## start

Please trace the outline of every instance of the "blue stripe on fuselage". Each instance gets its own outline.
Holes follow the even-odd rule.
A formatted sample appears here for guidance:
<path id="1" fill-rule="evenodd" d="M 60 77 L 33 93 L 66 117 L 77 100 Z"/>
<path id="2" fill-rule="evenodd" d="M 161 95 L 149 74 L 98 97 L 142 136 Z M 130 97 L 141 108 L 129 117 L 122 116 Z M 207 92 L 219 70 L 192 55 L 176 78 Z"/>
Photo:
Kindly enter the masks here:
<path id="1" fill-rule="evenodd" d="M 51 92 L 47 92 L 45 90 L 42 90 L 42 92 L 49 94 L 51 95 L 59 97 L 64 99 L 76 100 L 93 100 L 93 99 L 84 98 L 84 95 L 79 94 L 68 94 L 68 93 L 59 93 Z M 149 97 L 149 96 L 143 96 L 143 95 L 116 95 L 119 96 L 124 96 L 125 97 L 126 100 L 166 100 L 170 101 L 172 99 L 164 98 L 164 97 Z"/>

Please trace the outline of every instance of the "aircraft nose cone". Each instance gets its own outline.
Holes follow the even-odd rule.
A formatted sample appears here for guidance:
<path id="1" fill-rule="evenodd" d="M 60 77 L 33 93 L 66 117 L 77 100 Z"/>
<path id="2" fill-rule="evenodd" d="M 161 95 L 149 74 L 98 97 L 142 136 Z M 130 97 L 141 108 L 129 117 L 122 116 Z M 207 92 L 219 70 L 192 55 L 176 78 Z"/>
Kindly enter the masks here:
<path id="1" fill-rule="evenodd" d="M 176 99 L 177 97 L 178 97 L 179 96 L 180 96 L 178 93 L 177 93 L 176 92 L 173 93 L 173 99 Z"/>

## end

Please copy all of the rows above line for line, changing nothing.

**Solution for this exercise:**
Please trace the outline of every instance of the "blue stripe on fuselage". Each instance gets its own outline.
Holes follow the even-odd rule.
A formatted sample appears here for guidance:
<path id="1" fill-rule="evenodd" d="M 60 77 L 33 93 L 66 117 L 77 100 Z"/>
<path id="2" fill-rule="evenodd" d="M 161 95 L 149 74 L 98 97 L 142 136 Z M 130 97 L 141 108 L 129 117 L 122 116 Z M 207 92 L 219 70 L 192 55 L 176 78 Z"/>
Photo:
Kindly enter the masks here:
<path id="1" fill-rule="evenodd" d="M 51 92 L 47 92 L 45 90 L 42 90 L 42 92 L 49 94 L 51 95 L 59 97 L 64 99 L 76 100 L 93 100 L 93 99 L 84 98 L 84 95 L 79 94 L 68 94 L 68 93 L 59 93 Z M 149 97 L 149 96 L 143 96 L 143 95 L 116 95 L 119 96 L 124 96 L 125 97 L 126 100 L 166 100 L 170 101 L 172 99 L 164 98 L 164 97 Z"/>

Please trace the outline of every instance of the "aircraft nose cone". Each instance gets its own outline.
Holes follow the even-odd rule.
A formatted sample appears here for guidance:
<path id="1" fill-rule="evenodd" d="M 60 77 L 33 93 L 66 117 L 77 100 Z"/>
<path id="2" fill-rule="evenodd" d="M 161 95 L 149 74 L 98 97 L 142 136 Z M 130 97 L 141 108 L 129 117 L 122 116 Z M 207 92 L 219 70 L 192 55 L 176 78 Z"/>
Kindly enter the masks here:
<path id="1" fill-rule="evenodd" d="M 176 99 L 177 97 L 178 97 L 179 96 L 180 96 L 178 93 L 177 93 L 176 92 L 173 93 L 173 99 Z"/>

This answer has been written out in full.